PROBLEM 1 = Copy out the whole column on being right all the time, without changing anything.
PROBLEM 2 = From the rows, pull out every line that contains the string "background".

══ EXTRACT ══

It’s no fun being right all the time
Well, I told you so. On what topic? Let me see: Kyoto, homelessness, federal involvement in social programs. No, I’m not trying to inflate my ego. If it got any larger I’d need a bigger house. I’m trying to make a point about political philosophy. I realize Canada is overrun with pragmatists, not ideologues, people who are neither right nor left, socially liberal but fiscally conservative outside-the-box yip yip yip buzzword bingo artists. But the whole point of our ongoing conversation about public policy is to find out what consistently works and what doesn’t. Or at least it should be. I don’t care if you call it a philosophy, an ideology, a worldview or Plan 9 from Outer Space. The purpose of opinion writing is not an endless string of soothing, socially acceptable bromides that will be forgotten before they are exposed as trite, but surprising statements that turn out to be correct.
For instance, my Oct. 27, 1999, column complained that journalists cited a wide variety of incompatible numbers for the homeless without any apparent interest in where they came from or how reliable they were. One 1996 estimate put 50,000 people on the streets of Toronto; a 1999 guess had 10,000 to 12,000 homeless kids there. But a major attempt to count them just came up with, um, 5,042. Almost every one, I concede, is a tragic story. But before denouncing society as this giant evil callous bourgeois thing because it doesn’t find each of them a bed, note John Geiger’s comment last week in the National Post that Toronto has 4,500 shelter spots and its municipal government spends $31,000 a year on each homeless person. So we may not be short of will. We may be short of way.

═══
══ DATA LISTING ══

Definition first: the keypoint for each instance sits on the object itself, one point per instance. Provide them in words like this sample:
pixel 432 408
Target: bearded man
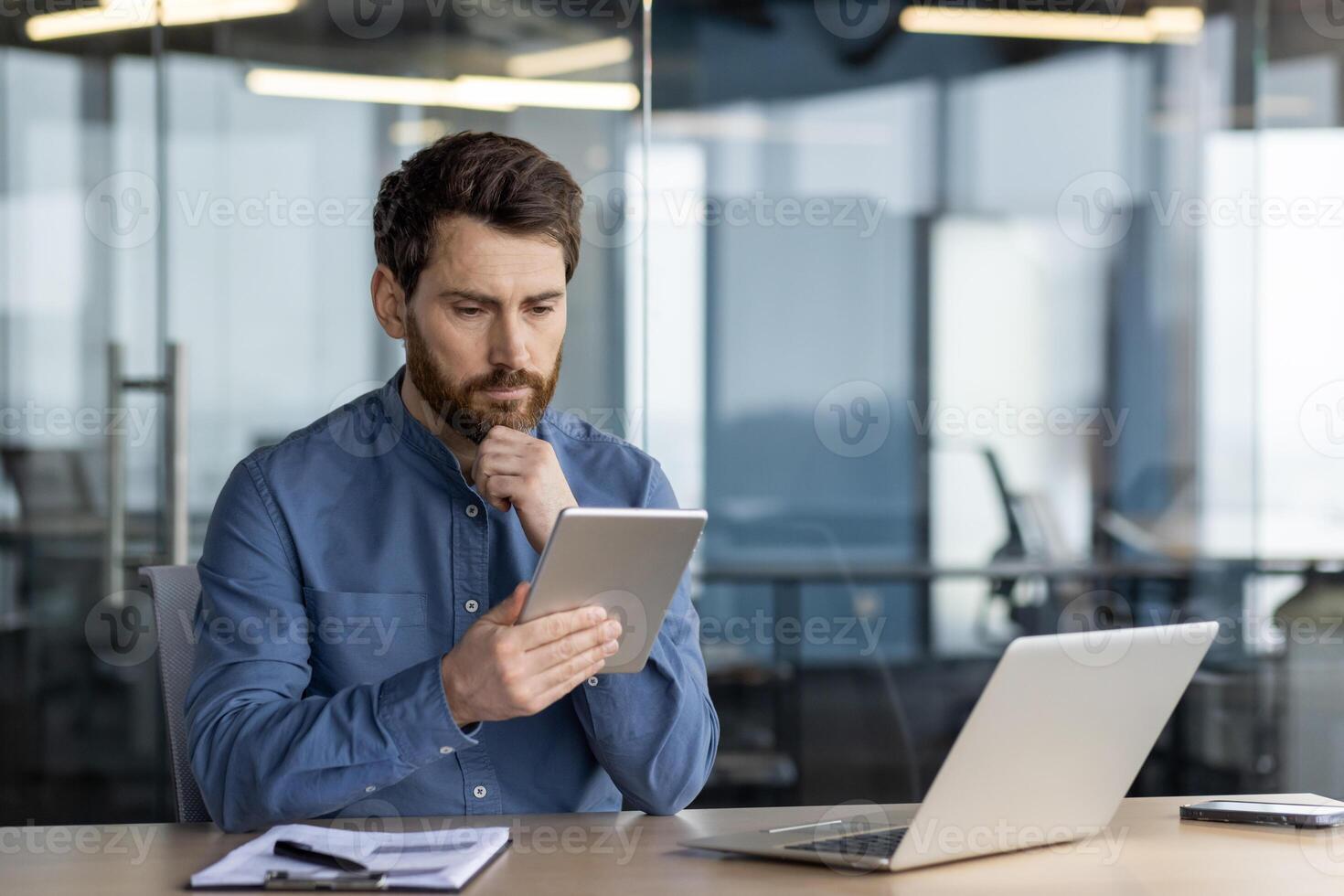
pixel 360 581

═══
══ DATA LISTING ══

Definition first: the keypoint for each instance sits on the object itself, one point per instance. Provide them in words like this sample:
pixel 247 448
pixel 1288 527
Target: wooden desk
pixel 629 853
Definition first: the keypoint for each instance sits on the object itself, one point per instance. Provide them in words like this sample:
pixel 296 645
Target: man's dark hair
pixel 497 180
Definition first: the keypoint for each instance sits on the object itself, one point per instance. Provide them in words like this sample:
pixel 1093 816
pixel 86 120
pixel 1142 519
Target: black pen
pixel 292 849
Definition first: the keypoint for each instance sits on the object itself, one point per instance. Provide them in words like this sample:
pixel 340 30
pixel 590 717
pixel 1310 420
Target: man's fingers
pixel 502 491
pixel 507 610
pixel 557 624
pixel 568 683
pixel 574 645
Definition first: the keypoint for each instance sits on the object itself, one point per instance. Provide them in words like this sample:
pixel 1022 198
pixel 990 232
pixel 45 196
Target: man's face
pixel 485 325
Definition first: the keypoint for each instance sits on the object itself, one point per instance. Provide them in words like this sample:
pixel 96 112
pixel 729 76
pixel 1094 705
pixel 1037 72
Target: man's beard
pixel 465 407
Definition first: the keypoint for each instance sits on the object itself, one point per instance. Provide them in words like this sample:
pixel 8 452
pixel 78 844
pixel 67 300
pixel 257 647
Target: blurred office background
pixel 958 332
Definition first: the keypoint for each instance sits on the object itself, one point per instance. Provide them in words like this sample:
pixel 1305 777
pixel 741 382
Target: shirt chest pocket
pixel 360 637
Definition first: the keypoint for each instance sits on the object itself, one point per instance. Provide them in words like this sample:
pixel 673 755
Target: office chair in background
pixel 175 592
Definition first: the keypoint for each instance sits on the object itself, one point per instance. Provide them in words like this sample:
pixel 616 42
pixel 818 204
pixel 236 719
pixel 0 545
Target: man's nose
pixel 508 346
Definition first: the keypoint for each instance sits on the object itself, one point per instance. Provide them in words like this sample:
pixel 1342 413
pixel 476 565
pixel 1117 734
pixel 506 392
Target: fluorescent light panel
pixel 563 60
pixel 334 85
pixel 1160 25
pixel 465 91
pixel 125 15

═══

WORKED ANSWER 1 =
It’s no fun being right all the time
Well, I told you so. On what topic? Let me see: Kyoto, homelessness, federal involvement in social programs. No, I’m not trying to inflate my ego. If it got any larger I’d need a bigger house. I’m trying to make a point about political philosophy. I realize Canada is overrun with pragmatists, not ideologues, people who are neither right nor left, socially liberal but fiscally conservative outside-the-box yip yip yip buzzword bingo artists. But the whole point of our ongoing conversation about public policy is to find out what consistently works and what doesn’t. Or at least it should be. I don’t care if you call it a philosophy, an ideology, a worldview or Plan 9 from Outer Space. The purpose of opinion writing is not an endless string of soothing, socially acceptable bromides that will be forgotten before they are exposed as trite, but surprising statements that turn out to be correct.
For instance, my Oct. 27, 1999, column complained that journalists cited a wide variety of incompatible numbers for the homeless without any apparent interest in where they came from or how reliable they were. One 1996 estimate put 50,000 people on the streets of Toronto; a 1999 guess had 10,000 to 12,000 homeless kids there. But a major attempt to count them just came up with, um, 5,042. Almost every one, I concede, is a tragic story. But before denouncing society as this giant evil callous bourgeois thing because it doesn’t find each of them a bed, note John Geiger’s comment last week in the National Post that Toronto has 4,500 shelter spots and its municipal government spends $31,000 a year on each homeless person. So we may not be short of will. We may be short of way.

WORKED ANSWER 2 =
Target: blurred office background
Target: office chair in background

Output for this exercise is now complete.